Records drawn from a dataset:
·····
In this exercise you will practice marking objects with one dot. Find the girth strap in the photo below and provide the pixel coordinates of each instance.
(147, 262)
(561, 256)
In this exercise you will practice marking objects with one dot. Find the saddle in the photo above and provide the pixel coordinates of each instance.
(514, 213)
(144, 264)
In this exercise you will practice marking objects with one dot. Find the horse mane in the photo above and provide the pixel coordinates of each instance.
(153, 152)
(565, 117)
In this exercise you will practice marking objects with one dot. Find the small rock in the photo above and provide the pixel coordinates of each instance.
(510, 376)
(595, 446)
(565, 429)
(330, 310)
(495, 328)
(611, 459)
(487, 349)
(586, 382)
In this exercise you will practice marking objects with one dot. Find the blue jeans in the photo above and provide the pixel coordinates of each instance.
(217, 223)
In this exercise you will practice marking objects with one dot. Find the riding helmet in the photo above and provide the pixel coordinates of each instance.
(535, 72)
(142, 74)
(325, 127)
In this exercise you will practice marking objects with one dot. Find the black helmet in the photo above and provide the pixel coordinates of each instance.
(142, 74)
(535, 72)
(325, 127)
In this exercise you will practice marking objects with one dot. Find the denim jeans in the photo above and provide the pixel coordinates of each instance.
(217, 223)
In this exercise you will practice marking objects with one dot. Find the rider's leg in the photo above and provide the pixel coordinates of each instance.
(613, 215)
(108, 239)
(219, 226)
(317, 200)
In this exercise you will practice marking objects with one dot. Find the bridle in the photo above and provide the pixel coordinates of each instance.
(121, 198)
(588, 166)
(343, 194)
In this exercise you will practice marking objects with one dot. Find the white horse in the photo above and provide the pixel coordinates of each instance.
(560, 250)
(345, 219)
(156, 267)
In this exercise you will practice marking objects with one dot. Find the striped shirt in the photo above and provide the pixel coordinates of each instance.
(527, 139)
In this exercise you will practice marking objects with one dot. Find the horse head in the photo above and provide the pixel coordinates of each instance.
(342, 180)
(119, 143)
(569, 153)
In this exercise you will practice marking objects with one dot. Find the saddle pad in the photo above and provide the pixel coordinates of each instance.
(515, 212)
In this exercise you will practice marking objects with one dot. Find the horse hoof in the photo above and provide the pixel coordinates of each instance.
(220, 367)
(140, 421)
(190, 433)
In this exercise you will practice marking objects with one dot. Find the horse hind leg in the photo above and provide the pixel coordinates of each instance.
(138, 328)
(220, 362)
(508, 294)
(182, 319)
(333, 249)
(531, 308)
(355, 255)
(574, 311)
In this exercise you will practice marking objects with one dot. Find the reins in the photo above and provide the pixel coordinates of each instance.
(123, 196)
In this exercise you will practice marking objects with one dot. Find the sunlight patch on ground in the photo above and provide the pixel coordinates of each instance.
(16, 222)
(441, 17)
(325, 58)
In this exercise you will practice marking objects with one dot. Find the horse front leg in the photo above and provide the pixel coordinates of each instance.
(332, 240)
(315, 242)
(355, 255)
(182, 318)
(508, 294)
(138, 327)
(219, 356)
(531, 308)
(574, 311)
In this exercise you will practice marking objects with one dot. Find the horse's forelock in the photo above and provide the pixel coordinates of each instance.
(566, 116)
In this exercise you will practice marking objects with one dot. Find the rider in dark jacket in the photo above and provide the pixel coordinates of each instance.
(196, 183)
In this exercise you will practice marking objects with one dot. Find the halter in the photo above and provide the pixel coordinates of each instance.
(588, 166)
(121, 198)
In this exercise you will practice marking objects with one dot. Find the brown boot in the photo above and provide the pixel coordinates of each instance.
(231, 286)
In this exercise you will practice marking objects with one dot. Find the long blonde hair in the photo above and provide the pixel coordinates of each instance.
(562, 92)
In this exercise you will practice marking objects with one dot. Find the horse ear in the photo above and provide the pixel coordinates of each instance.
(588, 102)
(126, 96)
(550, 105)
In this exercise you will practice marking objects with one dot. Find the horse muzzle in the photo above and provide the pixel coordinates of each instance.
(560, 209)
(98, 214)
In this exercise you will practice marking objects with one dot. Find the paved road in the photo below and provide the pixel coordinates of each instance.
·····
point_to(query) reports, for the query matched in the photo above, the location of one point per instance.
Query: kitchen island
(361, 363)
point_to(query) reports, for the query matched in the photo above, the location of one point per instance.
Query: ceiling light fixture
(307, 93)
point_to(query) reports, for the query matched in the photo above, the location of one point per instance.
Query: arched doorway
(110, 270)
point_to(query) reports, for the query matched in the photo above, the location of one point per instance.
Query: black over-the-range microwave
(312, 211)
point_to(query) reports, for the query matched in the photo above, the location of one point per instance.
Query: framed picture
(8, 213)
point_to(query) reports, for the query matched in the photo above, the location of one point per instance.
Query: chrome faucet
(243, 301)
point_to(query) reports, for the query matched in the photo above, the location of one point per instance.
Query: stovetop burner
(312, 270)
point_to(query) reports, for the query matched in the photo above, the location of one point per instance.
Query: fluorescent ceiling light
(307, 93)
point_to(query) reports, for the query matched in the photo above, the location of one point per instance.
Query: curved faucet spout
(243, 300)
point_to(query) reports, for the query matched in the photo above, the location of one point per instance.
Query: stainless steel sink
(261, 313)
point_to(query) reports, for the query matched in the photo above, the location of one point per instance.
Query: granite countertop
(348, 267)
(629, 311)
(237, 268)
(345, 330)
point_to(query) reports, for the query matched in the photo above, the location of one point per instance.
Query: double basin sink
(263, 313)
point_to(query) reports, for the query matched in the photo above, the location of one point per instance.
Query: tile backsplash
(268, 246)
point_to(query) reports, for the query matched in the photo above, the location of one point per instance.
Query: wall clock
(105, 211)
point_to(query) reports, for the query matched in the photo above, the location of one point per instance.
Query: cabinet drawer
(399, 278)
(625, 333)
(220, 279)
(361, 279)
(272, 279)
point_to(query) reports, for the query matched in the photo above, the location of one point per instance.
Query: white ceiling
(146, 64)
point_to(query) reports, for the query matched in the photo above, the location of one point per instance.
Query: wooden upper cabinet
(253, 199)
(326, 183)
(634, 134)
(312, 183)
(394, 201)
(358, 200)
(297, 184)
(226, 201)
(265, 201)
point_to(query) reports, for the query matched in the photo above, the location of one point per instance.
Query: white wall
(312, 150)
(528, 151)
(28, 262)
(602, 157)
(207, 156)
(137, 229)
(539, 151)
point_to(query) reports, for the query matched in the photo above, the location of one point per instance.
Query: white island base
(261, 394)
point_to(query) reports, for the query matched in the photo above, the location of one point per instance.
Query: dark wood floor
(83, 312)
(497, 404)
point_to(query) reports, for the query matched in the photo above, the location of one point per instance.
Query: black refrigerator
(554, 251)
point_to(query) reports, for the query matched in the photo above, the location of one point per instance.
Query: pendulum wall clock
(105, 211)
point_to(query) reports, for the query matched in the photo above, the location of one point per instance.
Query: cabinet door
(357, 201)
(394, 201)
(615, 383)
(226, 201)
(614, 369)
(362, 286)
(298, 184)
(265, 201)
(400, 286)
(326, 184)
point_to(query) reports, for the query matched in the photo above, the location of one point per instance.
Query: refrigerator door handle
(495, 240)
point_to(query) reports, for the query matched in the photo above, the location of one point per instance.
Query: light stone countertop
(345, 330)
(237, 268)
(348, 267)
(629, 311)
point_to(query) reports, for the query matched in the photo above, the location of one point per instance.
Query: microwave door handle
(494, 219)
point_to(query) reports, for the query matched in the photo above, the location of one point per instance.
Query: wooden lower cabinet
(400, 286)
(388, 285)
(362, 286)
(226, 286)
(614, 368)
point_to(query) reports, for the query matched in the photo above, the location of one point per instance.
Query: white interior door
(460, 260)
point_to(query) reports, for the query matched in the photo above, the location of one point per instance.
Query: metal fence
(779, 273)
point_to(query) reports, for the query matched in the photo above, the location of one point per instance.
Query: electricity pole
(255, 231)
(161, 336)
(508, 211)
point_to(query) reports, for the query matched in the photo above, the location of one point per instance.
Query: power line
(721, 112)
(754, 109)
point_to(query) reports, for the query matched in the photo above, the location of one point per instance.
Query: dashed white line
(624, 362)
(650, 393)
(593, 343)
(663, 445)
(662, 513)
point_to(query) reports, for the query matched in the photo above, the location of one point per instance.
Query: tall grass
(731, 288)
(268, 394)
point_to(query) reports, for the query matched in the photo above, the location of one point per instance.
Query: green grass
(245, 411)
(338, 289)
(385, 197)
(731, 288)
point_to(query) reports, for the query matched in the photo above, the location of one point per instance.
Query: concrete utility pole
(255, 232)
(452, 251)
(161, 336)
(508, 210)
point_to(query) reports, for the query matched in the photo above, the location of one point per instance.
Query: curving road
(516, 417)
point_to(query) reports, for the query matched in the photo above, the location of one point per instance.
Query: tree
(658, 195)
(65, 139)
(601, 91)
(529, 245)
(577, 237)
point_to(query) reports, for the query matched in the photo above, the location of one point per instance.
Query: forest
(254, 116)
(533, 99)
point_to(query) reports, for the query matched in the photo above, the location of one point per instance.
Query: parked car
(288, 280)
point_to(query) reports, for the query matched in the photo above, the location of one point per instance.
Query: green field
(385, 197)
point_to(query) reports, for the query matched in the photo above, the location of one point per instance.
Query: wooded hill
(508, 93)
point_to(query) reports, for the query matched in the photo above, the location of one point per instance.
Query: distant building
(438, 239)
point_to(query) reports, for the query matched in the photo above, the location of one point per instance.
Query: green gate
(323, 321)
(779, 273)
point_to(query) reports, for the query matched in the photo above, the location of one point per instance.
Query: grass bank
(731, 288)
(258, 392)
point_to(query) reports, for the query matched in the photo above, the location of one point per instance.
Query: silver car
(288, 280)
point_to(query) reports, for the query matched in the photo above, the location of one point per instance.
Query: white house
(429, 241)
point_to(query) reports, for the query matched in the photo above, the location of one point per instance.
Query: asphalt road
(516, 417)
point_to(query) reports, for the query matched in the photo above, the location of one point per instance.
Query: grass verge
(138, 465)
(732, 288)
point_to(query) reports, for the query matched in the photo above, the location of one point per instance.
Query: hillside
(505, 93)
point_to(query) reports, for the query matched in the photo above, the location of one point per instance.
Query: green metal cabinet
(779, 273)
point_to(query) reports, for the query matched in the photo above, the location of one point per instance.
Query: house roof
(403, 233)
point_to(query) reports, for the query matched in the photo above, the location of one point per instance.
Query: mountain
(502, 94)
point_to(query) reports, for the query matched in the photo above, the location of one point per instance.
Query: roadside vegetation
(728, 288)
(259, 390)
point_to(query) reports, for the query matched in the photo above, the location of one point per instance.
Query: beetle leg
·····
- **TASK ITEM**
Return, unchanged, the run of lines above that opens with the line containing "Query: white house" and closes with the line containing "Query: beetle leg". Include both.

- **WRITTEN RESPONSE**
Query: white house
(429, 241)
point_to(query) reports, for the query matched in the photo above, the location of one point per instance.
Query: asphalt road
(516, 417)
point_to(query) reports, for the query matched in the photo above, the location of one point per instance.
Query: grass verge
(138, 465)
(732, 288)
point_to(query) reports, for the query matched in the photo above, the location of one point per instance.
Query: hillside
(505, 93)
point_to(query) reports, for the query matched in the photo above, the location of one point per instance.
Query: green metal cabinet
(779, 273)
point_to(query) reports, for the query matched in the photo above, the location of one point per instance.
Query: house roof
(403, 233)
point_to(query) reports, for the query matched in the photo above, the location of one point per instance.
Query: mountain
(502, 94)
point_to(query) reports, for the query matched in the photo above, the location of one point per instance.
Query: roadside vegetation
(728, 288)
(259, 390)
point_to(query) reports, for the query matched in the photo above, the location of one point per instance.
Query: beetle leg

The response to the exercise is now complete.